▶ **EXTRACT**:
--- Begin ---

Figure 10 and Figure 11 compare the experimental and numerical values of the instantaneous pressure in the runner at the runaway operating condition (α = 9.9°) at the blade pressure side (P42) and the trailing edge (P71), respectively. The instantaneous pressure fluctuations at the runner corresponded to the guide vanes’ passing frequency (f_gv = 244.7 Hz). The maximum amplitude was observed at this frequency at both locations. The instantaneous amplitude of the experimental pressure fluctuations varied primarily with the angular movement of the runner, whereas the amplitude of the numerical pressure fluctuations was almost uniform over a complete angular rotation. The numerical model could not account for the influence of the service pumps, travelling/gravity waves from the upstream pressure tanks and other related effects that were generally observed experimentally. The maximum dimensionless amplitudes of the experimental and numerical pressure values at P42 were 0.06 and 0.05, respectively. A similar variation was observed at the blade trailing edge at P71, where the maximum amplitudes for the experimental and numerical pressures were 0.02 and 0.01, respectively. The amplitudes were approximately 2.5-times those observed at the BEP [4].

Figure 12 shows the instantaneous pressure fluctuations in the draft tube cone (DT21) over a complete rotation of the runner for the runaway operating point α = 9.9°. In the draft tube at DT21, the numerical pressure fluctuations were up to 13% lower than the experimental values. The computed fluctuations corresponded to a blade passing frequency of 262.2 Hz in the draft tube. The amplitude of the blade passing frequency was nine-times lower than that observed at VL01. The low value of the pressure fluctuations ($p_E^{*}$ < 0.01) in the draft tube was attributed to the low operating pressure (≅103 kPa) and the high reference pressure (ρE = 116.84 kPa) that were used to normalize the pressure-time signal (see Equation (8)). The maximum instantaneous difference between the experimental and numerical pressure fluctuations occurred in the draft tube.

A high amplitude of 0.06 was observed in the vaneless space at the blade passing frequency. At the runner locations P42, S51 and P71, the maximum amplitudes of the guide vanes’ passing frequency were 0.05, 0.04 and 0.02, respectively. Comparing the experimental and numerical values shows that the instantaneous pressure difference increased as the flow became more unsteady, i.e., from VL01 to DT21. The pressure pulsations correspond to the specific frequencies observed at different locations of the turbine. Therefore, a spectral analysis of the pressure-time signals has been carried out and discussed in the following section.

--- End ---

▶ **MATERIAL SUPPLIED**:
--- Begin ---

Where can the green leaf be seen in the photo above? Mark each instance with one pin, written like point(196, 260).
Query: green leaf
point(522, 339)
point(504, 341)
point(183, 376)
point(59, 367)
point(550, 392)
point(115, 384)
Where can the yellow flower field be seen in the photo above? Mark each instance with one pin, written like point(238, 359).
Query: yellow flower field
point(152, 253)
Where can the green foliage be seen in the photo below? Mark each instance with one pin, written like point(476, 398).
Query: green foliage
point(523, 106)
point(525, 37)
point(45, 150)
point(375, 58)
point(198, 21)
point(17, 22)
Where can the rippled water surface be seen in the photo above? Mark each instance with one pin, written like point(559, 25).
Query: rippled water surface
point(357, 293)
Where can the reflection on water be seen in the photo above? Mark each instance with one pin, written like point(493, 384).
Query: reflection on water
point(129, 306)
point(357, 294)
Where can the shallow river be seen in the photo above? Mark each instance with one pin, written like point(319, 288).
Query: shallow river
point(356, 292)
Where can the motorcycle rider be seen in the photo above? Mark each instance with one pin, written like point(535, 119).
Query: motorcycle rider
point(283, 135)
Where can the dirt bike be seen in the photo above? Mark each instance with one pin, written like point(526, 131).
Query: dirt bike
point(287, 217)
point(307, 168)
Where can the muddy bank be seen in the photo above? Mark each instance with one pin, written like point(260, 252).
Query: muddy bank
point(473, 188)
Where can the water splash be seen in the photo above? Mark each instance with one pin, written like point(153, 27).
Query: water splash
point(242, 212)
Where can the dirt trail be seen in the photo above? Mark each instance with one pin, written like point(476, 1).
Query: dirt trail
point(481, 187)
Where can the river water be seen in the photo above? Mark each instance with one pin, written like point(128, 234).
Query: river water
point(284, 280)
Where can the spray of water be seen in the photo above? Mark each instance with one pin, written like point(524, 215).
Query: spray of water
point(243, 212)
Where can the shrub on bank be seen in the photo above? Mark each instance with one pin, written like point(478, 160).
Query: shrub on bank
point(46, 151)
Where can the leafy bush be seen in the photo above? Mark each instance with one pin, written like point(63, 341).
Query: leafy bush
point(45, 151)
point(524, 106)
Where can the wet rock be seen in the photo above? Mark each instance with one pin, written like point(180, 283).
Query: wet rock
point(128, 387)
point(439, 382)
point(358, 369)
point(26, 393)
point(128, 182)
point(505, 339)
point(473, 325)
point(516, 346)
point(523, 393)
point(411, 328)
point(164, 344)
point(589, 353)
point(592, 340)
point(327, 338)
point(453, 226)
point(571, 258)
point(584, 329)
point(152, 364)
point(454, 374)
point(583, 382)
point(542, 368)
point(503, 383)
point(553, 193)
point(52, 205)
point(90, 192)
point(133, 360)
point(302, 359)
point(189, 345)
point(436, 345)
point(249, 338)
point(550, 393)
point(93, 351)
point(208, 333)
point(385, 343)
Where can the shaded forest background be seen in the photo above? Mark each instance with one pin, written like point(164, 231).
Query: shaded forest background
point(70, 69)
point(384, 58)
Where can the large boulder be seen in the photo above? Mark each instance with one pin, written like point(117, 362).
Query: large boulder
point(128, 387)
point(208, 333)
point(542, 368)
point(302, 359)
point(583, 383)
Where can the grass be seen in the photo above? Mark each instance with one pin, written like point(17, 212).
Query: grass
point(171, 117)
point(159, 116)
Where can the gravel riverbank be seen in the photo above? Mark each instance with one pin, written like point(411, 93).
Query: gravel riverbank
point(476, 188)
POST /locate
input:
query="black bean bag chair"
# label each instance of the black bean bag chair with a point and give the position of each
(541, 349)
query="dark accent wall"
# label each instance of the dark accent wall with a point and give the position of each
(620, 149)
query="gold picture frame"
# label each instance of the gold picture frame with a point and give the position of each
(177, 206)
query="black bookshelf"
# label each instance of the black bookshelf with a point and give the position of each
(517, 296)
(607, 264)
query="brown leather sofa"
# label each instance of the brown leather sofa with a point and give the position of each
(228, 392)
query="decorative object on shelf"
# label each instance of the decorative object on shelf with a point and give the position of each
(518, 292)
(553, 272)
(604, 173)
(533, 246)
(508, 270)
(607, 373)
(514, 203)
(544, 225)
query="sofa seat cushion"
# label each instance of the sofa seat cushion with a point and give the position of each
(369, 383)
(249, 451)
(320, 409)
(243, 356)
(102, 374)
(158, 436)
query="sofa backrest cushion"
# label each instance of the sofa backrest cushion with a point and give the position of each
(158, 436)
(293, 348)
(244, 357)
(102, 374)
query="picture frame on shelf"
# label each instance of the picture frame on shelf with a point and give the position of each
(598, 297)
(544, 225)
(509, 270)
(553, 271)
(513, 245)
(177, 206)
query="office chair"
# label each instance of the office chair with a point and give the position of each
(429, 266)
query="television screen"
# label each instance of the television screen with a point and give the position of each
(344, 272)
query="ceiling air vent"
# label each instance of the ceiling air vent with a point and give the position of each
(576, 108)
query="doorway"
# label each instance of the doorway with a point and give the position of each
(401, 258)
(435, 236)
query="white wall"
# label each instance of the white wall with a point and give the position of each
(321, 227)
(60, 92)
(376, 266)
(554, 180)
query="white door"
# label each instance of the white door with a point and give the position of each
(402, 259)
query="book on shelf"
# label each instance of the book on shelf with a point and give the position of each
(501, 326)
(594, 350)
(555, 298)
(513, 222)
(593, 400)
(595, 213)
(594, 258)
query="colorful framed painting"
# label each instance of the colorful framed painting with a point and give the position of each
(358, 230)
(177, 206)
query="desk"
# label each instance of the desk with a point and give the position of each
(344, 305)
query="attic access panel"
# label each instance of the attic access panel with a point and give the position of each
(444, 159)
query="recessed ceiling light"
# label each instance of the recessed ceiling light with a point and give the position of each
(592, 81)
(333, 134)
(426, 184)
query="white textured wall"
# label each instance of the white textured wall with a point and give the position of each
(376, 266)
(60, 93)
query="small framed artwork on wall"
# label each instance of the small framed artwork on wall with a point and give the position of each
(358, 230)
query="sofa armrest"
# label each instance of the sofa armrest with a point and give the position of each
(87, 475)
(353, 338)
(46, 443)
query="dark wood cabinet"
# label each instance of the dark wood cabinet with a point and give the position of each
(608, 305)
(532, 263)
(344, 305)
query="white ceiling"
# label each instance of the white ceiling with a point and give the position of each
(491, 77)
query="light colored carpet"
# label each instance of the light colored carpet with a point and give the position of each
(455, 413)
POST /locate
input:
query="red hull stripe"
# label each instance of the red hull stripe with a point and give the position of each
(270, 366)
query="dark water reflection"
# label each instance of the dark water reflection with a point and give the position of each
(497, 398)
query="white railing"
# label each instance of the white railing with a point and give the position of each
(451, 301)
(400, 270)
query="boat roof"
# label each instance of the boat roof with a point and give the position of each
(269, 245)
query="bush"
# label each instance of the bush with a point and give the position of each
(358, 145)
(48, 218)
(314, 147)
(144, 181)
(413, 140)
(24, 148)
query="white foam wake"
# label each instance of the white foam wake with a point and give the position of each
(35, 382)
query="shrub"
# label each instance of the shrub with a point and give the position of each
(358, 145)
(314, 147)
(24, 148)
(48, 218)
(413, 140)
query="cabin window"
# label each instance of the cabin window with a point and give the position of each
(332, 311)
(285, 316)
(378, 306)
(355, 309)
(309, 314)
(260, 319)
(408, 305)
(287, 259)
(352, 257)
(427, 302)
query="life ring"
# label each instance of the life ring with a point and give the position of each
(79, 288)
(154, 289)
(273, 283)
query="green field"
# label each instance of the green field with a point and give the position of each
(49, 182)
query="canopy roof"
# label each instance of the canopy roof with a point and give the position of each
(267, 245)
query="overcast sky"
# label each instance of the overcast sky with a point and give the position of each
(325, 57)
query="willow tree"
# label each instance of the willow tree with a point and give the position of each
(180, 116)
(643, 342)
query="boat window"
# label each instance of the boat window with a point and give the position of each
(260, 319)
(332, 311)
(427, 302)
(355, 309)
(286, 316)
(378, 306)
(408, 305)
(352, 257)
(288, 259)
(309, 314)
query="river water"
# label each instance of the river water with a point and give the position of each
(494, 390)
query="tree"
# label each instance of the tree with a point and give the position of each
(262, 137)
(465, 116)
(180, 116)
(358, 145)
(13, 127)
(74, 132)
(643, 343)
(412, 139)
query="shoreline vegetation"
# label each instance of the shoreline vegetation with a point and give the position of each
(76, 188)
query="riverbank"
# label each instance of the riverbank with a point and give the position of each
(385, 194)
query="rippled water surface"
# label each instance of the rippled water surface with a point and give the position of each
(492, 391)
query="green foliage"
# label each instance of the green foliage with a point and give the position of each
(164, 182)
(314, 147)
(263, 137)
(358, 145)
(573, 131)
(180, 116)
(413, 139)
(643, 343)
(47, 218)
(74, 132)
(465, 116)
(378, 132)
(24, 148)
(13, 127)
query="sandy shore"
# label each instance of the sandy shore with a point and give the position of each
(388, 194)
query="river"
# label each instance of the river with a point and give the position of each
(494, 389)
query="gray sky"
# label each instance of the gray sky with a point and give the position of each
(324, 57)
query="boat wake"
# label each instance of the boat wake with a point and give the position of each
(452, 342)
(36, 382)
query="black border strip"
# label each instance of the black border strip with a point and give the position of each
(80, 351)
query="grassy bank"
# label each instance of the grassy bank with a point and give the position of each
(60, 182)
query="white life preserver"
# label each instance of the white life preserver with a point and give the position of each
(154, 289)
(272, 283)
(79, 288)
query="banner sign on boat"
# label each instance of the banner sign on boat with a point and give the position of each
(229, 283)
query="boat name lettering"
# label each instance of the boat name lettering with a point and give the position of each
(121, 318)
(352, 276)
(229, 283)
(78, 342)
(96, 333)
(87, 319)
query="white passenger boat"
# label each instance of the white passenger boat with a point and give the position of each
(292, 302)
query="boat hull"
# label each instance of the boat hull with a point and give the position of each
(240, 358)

--- End ---
--- Begin ---

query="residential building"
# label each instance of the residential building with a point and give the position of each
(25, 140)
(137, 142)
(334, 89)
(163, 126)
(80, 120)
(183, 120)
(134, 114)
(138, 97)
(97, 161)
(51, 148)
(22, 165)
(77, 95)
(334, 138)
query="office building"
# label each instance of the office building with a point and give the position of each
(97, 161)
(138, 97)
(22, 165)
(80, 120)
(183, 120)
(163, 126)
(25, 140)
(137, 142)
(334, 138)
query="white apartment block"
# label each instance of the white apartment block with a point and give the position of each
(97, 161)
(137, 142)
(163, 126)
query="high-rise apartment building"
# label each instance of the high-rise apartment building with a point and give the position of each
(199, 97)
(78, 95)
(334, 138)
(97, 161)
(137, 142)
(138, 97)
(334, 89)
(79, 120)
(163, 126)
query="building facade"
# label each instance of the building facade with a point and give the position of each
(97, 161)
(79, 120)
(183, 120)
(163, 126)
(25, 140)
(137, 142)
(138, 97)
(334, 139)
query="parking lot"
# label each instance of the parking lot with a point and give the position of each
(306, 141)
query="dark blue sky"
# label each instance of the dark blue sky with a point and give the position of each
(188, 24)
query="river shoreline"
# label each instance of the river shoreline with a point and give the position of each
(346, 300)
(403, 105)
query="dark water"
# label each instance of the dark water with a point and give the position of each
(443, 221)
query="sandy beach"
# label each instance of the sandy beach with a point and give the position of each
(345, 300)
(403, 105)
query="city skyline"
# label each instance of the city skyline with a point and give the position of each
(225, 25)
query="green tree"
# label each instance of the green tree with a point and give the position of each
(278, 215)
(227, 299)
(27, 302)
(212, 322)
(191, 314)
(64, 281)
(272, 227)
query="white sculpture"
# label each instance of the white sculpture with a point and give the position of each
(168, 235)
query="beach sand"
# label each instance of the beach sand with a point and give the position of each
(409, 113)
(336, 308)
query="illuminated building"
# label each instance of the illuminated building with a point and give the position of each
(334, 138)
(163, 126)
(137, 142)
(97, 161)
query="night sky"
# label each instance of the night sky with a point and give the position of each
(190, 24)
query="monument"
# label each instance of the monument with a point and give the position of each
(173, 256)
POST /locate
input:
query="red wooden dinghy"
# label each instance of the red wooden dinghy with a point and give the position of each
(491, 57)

--- End ---
--- Begin ---

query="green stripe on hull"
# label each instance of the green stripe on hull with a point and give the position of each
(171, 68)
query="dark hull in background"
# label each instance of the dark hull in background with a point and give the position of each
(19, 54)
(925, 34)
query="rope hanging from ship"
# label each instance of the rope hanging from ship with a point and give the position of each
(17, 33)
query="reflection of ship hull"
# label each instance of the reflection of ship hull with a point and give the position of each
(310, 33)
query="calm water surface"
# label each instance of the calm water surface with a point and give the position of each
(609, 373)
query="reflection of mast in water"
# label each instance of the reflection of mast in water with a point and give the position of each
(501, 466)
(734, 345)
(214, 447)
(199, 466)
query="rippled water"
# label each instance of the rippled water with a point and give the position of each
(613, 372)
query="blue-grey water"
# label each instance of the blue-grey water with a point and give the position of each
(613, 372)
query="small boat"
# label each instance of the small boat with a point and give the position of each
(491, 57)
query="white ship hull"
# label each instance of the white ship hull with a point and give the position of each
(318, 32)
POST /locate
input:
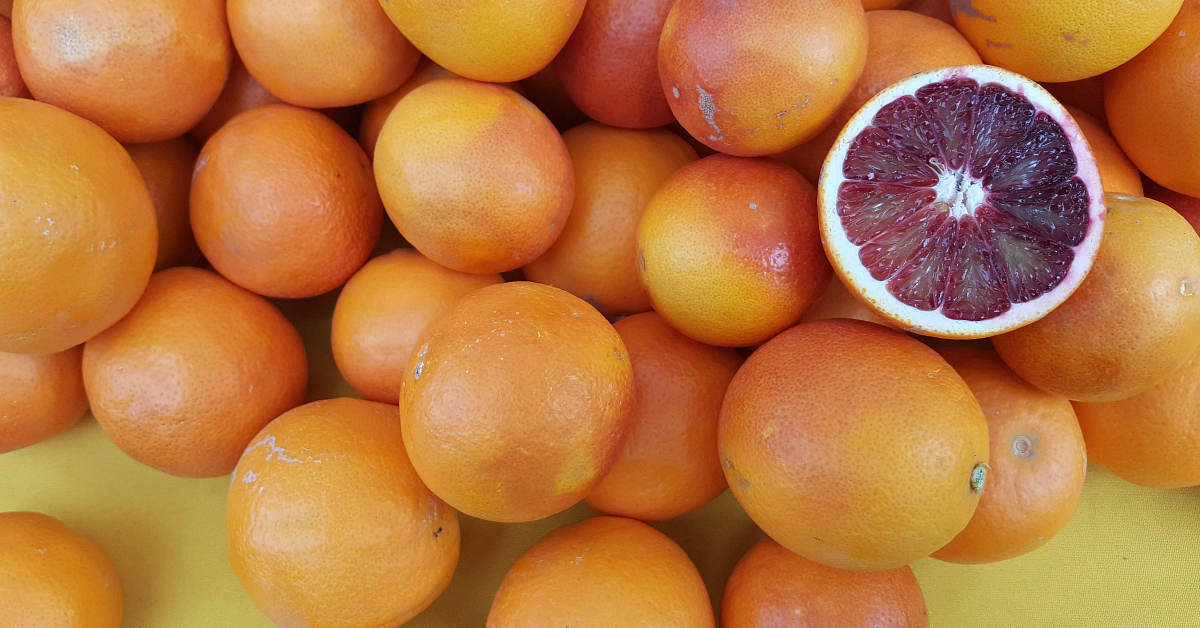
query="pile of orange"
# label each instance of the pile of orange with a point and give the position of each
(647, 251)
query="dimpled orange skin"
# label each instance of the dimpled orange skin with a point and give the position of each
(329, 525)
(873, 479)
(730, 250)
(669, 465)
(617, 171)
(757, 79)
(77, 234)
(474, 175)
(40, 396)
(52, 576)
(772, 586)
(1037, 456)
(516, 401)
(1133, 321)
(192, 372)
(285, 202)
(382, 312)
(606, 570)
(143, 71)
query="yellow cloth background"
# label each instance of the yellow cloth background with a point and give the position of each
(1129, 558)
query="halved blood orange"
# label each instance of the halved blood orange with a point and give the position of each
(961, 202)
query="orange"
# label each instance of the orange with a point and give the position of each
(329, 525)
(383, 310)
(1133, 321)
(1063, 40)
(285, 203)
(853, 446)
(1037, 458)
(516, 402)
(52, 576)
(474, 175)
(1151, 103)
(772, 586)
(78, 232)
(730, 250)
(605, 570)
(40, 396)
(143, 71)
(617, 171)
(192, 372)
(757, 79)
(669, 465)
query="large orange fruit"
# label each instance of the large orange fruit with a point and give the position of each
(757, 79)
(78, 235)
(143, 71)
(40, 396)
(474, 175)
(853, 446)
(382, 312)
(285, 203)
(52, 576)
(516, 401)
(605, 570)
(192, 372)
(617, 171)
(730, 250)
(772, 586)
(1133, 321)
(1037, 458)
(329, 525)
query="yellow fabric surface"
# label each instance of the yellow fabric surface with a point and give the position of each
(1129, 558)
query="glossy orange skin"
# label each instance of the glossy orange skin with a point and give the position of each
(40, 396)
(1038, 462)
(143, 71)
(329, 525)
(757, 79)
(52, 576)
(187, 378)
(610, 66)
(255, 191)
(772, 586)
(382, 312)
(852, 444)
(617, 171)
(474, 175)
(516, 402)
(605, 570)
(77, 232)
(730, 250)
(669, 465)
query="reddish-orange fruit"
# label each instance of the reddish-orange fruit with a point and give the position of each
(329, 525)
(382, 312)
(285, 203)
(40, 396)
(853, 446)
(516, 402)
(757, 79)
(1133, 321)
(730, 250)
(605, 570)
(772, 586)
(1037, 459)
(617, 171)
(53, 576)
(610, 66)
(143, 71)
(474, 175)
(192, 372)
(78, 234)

--- End ---

▶ **WRITTEN TASK**: Decide whether each statement agrees with the passage on turbine pressure fluctuations. Answer yes or no for each, and quote the passage's words that settle it. (a) At the runner, the pressure fluctuations corresponded to a guide vanes' passing frequency of 244.7 Hz. (b) In the draft tube at DT21, the numerical pressure fluctuations were higher than the experimental values. (c) The amplitude of the numerical pressure fluctuations changed markedly with the angular movement of the runner. Answer from the passage alone.

▶ **RESULT**:
(a) Yes: "The instantaneous pressure fluctuations at the runner corresponded to the guide vanes’ passing frequency (f_gv = 244.7 Hz)."
(b) No: "In the draft tube at DT21, the numerical pressure fluctuations were up to 13% lower than the experimental values."
(c) No: "the amplitude of the numerical pressure fluctuations was almost uniform over a complete angular rotation."